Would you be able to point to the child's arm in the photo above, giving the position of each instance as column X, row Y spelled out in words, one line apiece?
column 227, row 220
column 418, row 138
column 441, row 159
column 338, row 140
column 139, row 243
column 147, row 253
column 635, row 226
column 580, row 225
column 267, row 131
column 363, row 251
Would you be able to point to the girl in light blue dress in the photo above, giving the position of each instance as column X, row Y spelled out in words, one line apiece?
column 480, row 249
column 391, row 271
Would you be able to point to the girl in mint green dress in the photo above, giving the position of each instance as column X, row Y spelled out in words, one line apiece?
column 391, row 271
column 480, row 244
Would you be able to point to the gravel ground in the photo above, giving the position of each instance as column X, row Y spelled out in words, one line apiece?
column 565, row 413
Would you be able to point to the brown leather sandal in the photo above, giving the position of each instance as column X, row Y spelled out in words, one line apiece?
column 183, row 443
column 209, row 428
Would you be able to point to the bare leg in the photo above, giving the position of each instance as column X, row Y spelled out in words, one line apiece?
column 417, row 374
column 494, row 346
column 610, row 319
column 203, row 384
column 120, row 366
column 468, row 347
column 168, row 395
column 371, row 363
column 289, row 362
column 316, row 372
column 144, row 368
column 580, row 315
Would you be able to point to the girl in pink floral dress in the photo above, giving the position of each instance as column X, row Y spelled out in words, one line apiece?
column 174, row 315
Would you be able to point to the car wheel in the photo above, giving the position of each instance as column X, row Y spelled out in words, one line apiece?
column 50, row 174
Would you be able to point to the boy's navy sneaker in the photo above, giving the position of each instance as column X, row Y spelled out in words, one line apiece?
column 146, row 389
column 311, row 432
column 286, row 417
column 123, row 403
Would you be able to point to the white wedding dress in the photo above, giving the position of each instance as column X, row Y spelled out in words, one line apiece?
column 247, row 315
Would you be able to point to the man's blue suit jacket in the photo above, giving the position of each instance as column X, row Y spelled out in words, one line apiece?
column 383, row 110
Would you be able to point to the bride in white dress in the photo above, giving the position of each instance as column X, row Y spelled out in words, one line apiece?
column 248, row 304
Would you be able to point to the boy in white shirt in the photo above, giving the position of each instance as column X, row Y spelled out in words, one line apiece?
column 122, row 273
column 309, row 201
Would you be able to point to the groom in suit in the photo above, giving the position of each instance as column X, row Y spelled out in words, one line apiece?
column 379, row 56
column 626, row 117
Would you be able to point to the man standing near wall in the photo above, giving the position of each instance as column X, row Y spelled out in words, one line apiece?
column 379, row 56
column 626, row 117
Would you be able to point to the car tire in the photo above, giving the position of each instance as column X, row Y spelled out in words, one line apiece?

──────

Reproduce verbatim the part of the records above that opens at their very first line and closes with the line containing "column 565, row 413", including both of those lines.

Would you be able to point to the child's arm in the photo above, giving the position of each instance as column X, row Y spelled out in words, one line apiece?
column 227, row 220
column 418, row 138
column 441, row 159
column 338, row 140
column 139, row 243
column 147, row 253
column 635, row 226
column 580, row 225
column 267, row 131
column 363, row 251
Would you be able to point to the girl in light blue dress in the photo above, giving the position of each instance as column X, row Y spelled out in words, one line apiece?
column 480, row 249
column 391, row 271
Would you be able to point to the girl in mint green dress in the photo above, giving the position of each instance as column X, row Y spelled out in words, one line apiece?
column 391, row 271
column 480, row 244
Would you be able to point to the gravel ground in the photo above, giving the position of each instance as column X, row Y spelled out in words, one line apiece?
column 565, row 413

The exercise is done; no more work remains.